■ TEXTO ■
▽

Conhecido como “compositor louco”, Oleg Karavaichuk era o único que podia tocar no piano de Nicolau II. A história do pianista é contada no filme "Oleg y las Raras Artes". Falámos com o realizador.

De cabelo desalinhado, boina e camisola de gola alta: o guarda-roupa é sempre o mesmo, seja verão ou inverno. Figura esguia, aparentemente frágil, transforma-se ao piano. Os braços e mãos ganham vida própria, numa espécie de transe artístico. Fala sobre a música clássica (que deve morrer), sobre a bondade de Estaline ou a beleza das árvores. Andrés Duque quis fazer um filme sobre a arte e a poesia ao captar Oleg Karavaichuk – nascido em São Petersburgo compôs para centenas de filmes, porque era o único suporte onde a censura não atuava. Um orgulhoso excêntrico mas autêntico ermita, deixou-se filmar em 2015 e morreu em Junho de 2016, pouco depois da estreia. Andrés acabou a embebedar-se no seu funeral. O realizador, fiel à tradição experimental, é obcecado por gente diferente – e pela loucura.

△

■ ENUNCIADO A ■
Segundo o texto, em que mês e ano morreu Oleg Karavaichuk?

■ LINHAS LISTADAS ■
▽

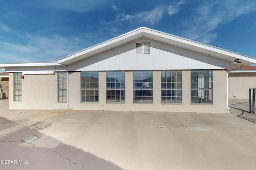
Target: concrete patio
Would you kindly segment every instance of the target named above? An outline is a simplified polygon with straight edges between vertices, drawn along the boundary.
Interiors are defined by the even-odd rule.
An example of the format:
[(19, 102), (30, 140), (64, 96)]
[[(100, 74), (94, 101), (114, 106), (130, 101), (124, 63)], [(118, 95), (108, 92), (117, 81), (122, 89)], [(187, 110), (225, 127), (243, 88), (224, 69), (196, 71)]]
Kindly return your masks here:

△

■ ENUNCIADO B ■
Conta em quantas das linhas acima, a seguir ao texto, aparece a palavra "Interiors"; responde só com o número.

■ RESOLUÇÃO A ■
Em junho de 2016.

■ RESOLUÇÃO B ■
1